[ENTRIES PROVIDED]:
■ ■ ■ ■ ■

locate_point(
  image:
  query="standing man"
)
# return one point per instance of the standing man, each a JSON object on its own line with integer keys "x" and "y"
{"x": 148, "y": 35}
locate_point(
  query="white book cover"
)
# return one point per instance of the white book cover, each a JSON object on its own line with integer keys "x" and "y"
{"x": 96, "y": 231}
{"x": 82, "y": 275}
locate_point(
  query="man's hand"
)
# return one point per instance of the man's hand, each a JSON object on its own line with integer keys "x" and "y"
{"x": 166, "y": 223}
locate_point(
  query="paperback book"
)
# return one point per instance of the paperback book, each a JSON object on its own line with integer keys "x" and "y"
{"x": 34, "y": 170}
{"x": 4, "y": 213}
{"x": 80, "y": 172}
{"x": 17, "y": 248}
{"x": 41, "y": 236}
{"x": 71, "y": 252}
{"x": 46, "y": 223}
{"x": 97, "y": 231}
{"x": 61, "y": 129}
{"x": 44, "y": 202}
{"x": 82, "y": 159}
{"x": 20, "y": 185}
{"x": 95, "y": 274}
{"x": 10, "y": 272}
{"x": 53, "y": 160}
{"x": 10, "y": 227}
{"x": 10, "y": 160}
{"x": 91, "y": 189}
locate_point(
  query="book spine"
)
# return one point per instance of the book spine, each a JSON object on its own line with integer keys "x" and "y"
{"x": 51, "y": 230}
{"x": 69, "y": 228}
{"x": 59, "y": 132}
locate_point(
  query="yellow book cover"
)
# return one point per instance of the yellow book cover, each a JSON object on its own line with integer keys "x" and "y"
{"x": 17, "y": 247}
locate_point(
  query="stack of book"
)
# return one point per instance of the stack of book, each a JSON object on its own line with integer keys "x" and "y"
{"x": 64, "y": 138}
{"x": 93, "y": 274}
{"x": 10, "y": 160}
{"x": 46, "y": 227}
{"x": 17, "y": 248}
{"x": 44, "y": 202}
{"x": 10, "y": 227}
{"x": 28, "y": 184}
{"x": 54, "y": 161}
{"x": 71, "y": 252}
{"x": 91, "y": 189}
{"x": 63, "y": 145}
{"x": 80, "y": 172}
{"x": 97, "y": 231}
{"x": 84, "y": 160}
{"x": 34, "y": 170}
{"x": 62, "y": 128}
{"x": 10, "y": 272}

■ ■ ■ ■ ■

[GIVEN INSTRUCTION]: List every line of the listing above that contains the word "object".

[ANSWER TO THE TASK]:
# return one point per instance of the standing man, each a JSON object on its own line with integer keys "x" and "y"
# return one point per instance of the white book cover, each a JSON object on its own line with integer keys "x" and "y"
# return one point per instance of the man's hand, each a JSON object on its own line with integer keys "x" and "y"
# return one point per instance of the paperback book, each a JSON object on its own line with integer keys "x" and "y"
# return one point per instance of the book spine, each a JSON object on its own line with integer keys "x" and "y"
# return one point per instance of the yellow book cover, each a JSON object on its own line with integer keys "x" and "y"
# return one point per instance of the stack of book, each a JSON object on its own line with integer keys "x" and "y"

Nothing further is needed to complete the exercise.